*** Quoted passage ***

Veterinary applications:Think of consumer-grade health and activity trackers, applied to veterinary patients and generating veterinary informatics. The challenge, as previously noted, is the application of uncertain algorithms to mostly superficial data to create meaningful diagnoses. We’re not even scratching the surface in thinking about diagnosing the underlying causes of pet behavioral health issues. Will tracking how much Fluffy eats, sleeps and plays really explain why she quit using her litter box?

Further, with the data collected, we appear doomed to repeat the issues encountered with human electronic medical records (EMRs) – inoperability of data systems, lack of data standards, limited clinical data repositories. Fortunately, we are starting to see a new wave of EMRs and systems for companion animal population health monitoring and management taking these issues seriously. One example is the European program VetCompass, which is building a kind of public health database for 10 million companion animals in the UK, tracking demographics for evidence-based care, providing data exploration tools, and driving prioritized animal healthcare research.

Pet health and well-being applications.The market for IoA products for our companion animals seems particularly bright. When it comes to the animals we keep as pets, more and more folks are treating them as, in Forbes’ words, “basically people.” In the United States, most of us will not be surprised to learn that in 2016, 95 percent of pet owners consider their pets as part of the family. And we spend significant amounts of money on these family members. The American Pet Products Association found in 2016 that U.S. pet owners spent $62.75 billion on their pets, and in 2017 it estimates that will rise to $69.36 billion. Some of these IoT products incorporate gaming to stimulate home-alone pets and video technology to allow owners to remotely watch (or video chat with) stay-at-home critters.

***

> **Exercise description**: Rewrite the text on pet health applications, beginning at the words "Pet health and" and stopping after "with) stay-at-home critters.", with "family members" changed to "relatives".

*** Provided data ***

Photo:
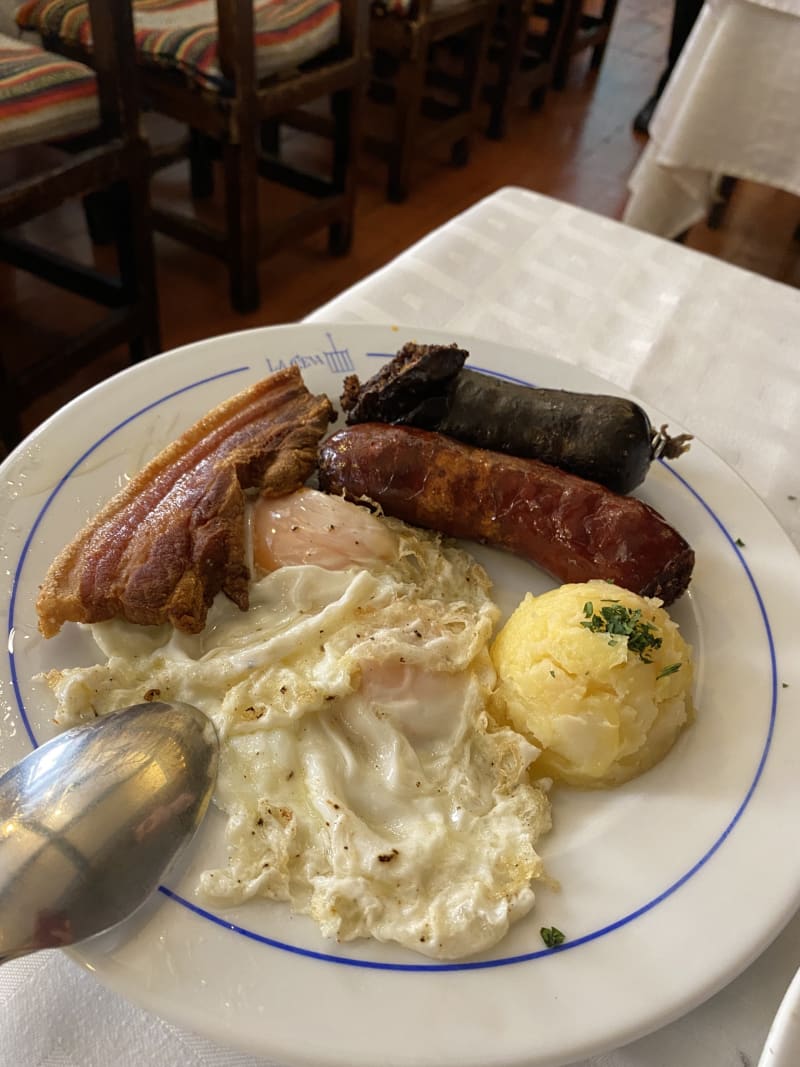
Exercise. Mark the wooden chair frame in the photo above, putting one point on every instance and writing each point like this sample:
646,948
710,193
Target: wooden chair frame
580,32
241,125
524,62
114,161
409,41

***
*** Provided data ***

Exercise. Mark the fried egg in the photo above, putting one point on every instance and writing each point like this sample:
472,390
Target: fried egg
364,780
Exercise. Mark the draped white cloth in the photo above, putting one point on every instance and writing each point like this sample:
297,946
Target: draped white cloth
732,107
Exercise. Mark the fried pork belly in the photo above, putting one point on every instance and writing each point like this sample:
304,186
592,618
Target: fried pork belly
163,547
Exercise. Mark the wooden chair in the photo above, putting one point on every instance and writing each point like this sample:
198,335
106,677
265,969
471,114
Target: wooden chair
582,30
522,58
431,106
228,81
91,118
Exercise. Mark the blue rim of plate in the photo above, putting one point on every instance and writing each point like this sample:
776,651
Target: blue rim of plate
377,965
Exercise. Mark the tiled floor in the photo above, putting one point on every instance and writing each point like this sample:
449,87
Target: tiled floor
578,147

***
*** Provided data ***

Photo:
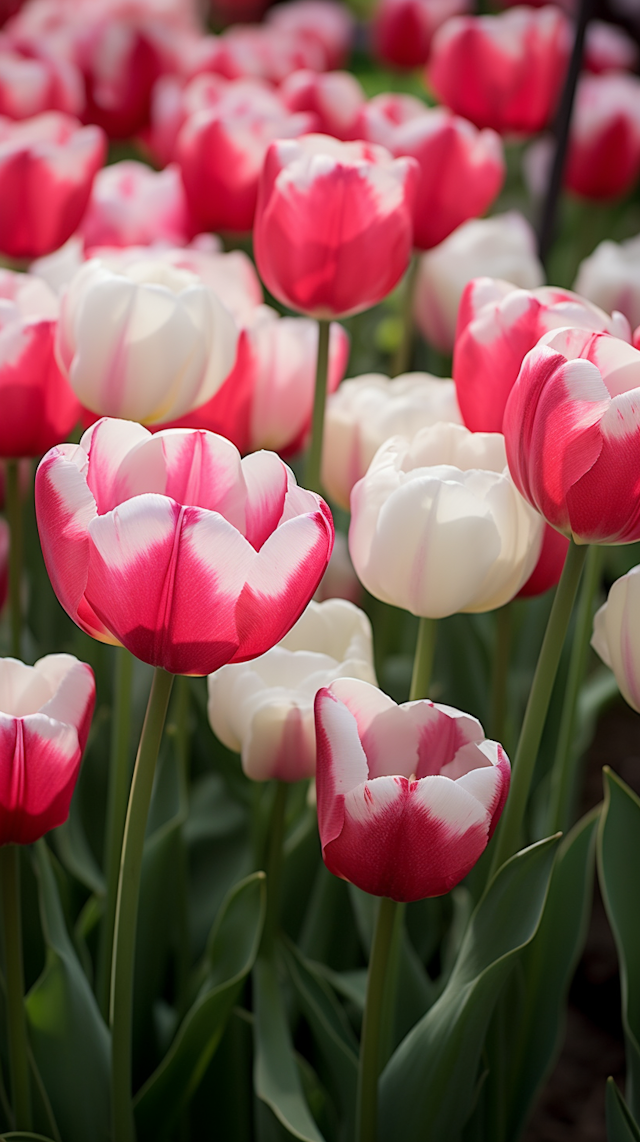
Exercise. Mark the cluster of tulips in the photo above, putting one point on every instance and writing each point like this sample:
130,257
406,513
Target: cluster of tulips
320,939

***

> **Answer to this exercise**:
Pet health and well-being applications.The market for IoA products for our companion animals seems particularly bright. When it comes to the animals we keep as pets, more and more folks are treating them as, in Forbes’ words, “basically people.” In the United States, most of us will not be surprised to learn that in 2016, 95 percent of pet owners consider their pets as part of the family. And we spend significant amounts of money on these relatives. The American Pet Products Association found in 2016 that U.S. pet owners spent $62.75 billion on their pets, and in 2017 it estimates that will rise to $69.36 billion. Some of these IoT products incorporate gaming to stimulate home-alone pets and video technology to allow owners to remotely watch (or video chat with) stay-at-home critters.